> [GIVEN EXERCISE 1] Reproduce, word for word, the lines in the records below between the line containing "Please identify the grated" and the line containing "<point>1046,599</point>", inclusive.

Liar's Poker was autobiographical, though. He should have got that right :-)


While I agree that Flash Boys was below par, what's wrong with The Big Short? I thought that was well done, accessible, and largely accurate.


I think it's probably because I was there for it. His construction of the narrative, while better than many (including many straight journalists) ends up sort of falsely casting people into hero/fool/villain roles that make the book work as an entertainment, but don't fully hold up.

It's a decent book, and a decent movie (kudos for one particular scene where I recognized data from the actual LoanPerformance database) I actually prefer the movie Margin Call for more accurately capturing the feel of the crisis from inside a bank.


But wasn't the point of the Big Short to show the perspective of people "outside" the mainstream who made big bets against the system/banks? Not surprising then that it didn't really show what was happening in the banks themselves.


No, the book is very different from the movie, I'd say it's almost the opposite in that it was mostly narrated from the perspective of the banks.

Another compounding factor is people often assume the message is "banks bad" but it's more "oh this system was so complex that any one individual did not understand the impact of their decision(s), much much more than everyone/anyone was playing super fast and loose from their particular perspective "


I liked The Big Short.

> [RECORD SET]
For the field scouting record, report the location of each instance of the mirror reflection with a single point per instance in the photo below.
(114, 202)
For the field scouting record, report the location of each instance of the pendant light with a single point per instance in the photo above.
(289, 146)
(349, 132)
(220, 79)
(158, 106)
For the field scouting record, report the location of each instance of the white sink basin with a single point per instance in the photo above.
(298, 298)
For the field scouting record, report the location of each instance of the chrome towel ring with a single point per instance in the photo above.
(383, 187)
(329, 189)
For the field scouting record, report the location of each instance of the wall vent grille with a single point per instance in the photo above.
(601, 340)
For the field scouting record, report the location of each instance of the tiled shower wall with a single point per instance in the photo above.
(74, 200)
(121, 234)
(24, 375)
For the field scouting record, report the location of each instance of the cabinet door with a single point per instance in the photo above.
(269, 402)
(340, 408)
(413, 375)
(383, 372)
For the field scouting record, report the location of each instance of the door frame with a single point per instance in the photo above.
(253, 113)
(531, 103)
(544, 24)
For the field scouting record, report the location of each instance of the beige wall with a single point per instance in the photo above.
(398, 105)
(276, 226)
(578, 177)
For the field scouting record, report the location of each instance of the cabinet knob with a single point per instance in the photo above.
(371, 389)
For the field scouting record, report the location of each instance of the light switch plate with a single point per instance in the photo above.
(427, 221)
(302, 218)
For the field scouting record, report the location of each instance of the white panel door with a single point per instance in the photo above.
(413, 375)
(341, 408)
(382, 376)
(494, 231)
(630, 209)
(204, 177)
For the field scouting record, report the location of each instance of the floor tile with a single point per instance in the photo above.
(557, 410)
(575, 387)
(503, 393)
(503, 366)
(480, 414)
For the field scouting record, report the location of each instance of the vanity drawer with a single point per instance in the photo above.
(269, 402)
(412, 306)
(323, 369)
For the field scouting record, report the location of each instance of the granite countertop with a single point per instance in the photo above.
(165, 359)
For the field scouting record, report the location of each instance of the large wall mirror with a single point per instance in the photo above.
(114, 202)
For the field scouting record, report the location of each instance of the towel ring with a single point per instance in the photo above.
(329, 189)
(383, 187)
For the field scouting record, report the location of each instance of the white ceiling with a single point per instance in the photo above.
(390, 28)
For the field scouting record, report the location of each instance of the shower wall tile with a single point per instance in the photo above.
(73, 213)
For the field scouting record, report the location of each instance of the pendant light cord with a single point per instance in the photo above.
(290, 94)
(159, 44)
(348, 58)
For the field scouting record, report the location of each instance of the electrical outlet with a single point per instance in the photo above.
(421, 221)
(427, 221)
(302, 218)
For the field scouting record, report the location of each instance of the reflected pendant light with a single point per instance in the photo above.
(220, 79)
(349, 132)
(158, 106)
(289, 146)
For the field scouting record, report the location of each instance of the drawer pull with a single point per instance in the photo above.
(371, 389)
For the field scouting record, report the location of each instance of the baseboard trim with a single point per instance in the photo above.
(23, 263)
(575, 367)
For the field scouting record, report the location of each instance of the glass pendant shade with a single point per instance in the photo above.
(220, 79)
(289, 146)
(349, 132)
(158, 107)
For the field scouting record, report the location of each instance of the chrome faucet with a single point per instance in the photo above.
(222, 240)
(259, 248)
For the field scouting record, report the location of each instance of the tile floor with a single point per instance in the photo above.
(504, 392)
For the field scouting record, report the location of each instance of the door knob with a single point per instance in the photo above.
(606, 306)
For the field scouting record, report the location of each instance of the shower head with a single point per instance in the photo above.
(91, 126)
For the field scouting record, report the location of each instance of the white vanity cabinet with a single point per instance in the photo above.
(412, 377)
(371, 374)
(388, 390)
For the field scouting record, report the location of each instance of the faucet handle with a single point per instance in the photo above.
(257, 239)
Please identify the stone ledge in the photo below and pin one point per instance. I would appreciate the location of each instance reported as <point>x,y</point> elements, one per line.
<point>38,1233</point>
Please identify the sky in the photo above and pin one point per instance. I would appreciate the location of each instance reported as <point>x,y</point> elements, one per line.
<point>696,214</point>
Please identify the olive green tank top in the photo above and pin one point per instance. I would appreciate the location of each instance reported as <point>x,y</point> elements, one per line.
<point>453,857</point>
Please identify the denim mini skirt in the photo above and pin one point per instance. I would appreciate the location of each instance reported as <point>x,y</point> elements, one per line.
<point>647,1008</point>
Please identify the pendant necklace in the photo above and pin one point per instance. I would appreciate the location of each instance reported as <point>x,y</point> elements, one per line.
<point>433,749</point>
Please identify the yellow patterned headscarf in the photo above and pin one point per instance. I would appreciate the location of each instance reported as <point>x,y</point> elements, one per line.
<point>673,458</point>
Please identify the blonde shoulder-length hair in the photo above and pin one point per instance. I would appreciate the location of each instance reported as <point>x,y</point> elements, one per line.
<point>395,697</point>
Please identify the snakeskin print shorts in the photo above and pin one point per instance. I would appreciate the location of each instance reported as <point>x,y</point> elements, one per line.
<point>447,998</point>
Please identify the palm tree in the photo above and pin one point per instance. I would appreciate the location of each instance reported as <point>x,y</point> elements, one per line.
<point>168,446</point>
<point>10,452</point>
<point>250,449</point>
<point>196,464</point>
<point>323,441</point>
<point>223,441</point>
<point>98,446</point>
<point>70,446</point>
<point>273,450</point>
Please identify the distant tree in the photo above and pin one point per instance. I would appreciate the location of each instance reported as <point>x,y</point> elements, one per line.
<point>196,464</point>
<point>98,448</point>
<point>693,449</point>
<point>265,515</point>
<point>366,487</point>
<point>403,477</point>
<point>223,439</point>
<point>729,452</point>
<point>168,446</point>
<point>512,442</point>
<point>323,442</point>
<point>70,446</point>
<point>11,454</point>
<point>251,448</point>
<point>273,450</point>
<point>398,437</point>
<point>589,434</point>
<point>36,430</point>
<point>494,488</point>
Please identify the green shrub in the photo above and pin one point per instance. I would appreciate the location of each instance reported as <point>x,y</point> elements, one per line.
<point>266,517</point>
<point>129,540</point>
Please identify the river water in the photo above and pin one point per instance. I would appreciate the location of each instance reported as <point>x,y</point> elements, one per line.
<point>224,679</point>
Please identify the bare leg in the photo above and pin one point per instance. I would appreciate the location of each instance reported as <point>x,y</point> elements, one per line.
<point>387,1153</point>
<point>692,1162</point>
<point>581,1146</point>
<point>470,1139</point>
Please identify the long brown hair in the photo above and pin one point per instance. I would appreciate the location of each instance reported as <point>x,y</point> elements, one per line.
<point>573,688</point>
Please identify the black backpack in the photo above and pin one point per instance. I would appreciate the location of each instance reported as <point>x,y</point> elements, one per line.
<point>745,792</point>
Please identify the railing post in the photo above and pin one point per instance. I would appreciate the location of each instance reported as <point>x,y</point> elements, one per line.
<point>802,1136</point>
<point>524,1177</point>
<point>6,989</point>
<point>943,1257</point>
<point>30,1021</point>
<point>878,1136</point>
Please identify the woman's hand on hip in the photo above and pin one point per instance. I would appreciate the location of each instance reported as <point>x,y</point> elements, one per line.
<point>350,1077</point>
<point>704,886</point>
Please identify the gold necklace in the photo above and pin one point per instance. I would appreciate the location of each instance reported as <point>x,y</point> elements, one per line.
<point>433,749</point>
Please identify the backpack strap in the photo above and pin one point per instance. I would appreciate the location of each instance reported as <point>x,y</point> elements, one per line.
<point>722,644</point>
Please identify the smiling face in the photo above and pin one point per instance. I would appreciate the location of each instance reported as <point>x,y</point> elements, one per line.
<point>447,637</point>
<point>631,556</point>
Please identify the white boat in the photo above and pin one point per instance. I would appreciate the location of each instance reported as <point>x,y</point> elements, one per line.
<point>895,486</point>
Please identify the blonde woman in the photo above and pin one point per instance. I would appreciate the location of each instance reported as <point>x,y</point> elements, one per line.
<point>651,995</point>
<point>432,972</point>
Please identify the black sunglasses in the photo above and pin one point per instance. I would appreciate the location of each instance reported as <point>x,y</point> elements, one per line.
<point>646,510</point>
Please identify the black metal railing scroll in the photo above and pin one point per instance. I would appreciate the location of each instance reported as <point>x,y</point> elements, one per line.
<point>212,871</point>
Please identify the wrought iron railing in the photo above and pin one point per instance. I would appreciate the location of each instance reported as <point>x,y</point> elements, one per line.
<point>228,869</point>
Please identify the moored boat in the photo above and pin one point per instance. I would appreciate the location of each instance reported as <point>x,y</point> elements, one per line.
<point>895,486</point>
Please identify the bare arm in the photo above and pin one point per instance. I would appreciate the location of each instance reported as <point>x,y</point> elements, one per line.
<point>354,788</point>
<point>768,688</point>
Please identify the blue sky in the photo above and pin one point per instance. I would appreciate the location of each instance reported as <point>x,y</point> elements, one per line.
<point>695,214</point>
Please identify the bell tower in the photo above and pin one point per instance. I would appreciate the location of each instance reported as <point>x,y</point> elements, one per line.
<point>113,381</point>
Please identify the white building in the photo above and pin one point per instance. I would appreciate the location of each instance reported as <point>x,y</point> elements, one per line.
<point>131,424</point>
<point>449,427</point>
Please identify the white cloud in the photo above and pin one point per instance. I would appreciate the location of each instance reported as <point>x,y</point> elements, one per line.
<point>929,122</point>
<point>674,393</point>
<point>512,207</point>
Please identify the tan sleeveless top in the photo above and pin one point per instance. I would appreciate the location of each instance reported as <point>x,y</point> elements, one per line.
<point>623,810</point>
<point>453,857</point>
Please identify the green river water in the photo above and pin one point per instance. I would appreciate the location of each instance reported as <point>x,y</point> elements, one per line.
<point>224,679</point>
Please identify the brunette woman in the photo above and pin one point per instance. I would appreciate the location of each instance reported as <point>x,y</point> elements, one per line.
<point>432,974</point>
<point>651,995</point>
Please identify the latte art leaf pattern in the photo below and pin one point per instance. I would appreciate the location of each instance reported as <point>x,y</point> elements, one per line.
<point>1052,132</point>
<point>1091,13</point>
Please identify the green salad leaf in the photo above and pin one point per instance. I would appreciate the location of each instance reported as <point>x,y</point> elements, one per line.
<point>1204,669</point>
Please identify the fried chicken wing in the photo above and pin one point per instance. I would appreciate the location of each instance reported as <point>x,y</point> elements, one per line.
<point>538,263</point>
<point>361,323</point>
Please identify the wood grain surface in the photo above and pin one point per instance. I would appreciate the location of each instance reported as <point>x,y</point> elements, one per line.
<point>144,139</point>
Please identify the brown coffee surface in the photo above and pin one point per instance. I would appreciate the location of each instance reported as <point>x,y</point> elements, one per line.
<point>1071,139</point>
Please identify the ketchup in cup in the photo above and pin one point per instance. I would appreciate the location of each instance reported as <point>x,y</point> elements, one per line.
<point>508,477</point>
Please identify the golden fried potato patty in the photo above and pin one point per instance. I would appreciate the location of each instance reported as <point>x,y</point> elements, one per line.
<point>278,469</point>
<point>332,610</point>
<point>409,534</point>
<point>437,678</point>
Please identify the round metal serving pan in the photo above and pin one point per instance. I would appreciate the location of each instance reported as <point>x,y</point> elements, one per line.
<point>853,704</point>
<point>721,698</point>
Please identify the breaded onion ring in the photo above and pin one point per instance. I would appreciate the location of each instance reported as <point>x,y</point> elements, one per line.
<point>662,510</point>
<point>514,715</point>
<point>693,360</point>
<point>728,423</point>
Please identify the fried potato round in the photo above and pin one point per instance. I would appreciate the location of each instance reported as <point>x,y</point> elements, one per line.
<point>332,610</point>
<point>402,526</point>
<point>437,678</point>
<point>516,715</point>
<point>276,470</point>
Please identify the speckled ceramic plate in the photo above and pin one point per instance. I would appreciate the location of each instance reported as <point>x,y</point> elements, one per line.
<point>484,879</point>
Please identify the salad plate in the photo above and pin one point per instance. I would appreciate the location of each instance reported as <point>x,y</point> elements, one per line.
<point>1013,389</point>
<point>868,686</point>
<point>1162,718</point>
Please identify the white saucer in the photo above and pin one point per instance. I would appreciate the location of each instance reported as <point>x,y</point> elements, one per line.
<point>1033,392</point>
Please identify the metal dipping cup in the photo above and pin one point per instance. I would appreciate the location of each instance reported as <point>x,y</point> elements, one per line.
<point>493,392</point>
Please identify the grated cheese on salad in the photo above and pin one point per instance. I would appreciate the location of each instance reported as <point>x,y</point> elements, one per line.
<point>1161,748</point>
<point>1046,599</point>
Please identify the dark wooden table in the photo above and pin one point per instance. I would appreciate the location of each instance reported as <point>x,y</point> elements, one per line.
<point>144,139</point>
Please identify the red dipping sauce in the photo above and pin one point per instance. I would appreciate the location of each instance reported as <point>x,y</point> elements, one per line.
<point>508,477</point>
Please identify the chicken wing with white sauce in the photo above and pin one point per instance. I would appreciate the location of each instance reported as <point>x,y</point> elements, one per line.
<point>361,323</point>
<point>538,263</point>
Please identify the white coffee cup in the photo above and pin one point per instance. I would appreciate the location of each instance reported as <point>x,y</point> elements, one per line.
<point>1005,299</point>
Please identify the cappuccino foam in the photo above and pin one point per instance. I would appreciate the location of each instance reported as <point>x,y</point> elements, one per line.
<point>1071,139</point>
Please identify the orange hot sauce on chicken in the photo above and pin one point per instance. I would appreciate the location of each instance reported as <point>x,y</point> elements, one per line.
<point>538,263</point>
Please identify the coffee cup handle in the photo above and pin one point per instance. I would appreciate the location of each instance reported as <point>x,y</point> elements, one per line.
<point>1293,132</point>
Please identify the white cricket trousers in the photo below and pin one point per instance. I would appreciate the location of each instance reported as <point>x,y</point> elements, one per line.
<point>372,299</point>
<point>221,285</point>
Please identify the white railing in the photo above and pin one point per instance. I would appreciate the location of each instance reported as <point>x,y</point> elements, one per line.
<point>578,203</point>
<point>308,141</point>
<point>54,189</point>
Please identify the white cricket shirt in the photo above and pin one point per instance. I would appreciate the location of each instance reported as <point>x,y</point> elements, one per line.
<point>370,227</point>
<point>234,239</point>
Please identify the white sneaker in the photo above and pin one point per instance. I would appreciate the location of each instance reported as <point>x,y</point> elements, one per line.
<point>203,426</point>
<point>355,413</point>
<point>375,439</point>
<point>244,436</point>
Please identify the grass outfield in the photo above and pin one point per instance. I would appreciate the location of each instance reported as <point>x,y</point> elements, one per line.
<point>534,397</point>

> [GIVEN EXERCISE 2] From the comment thread about The Big Short above, quote the passage between "It's a decent" and "inside a bank.", inclusive.

> [CORRECT RESULT 1]
Please identify the grated cheese on salad in the photo above and pin one point per instance. I would appreciate the location of each instance reported as <point>x,y</point> elements, one per line.
<point>1161,748</point>
<point>1046,599</point>

> [CORRECT RESULT 2]
It's a decent book, and a decent movie (kudos for one particular scene where I recognized data from the actual LoanPerformance database) I actually prefer the movie Margin Call for more accurately capturing the feel of the crisis from inside a bank.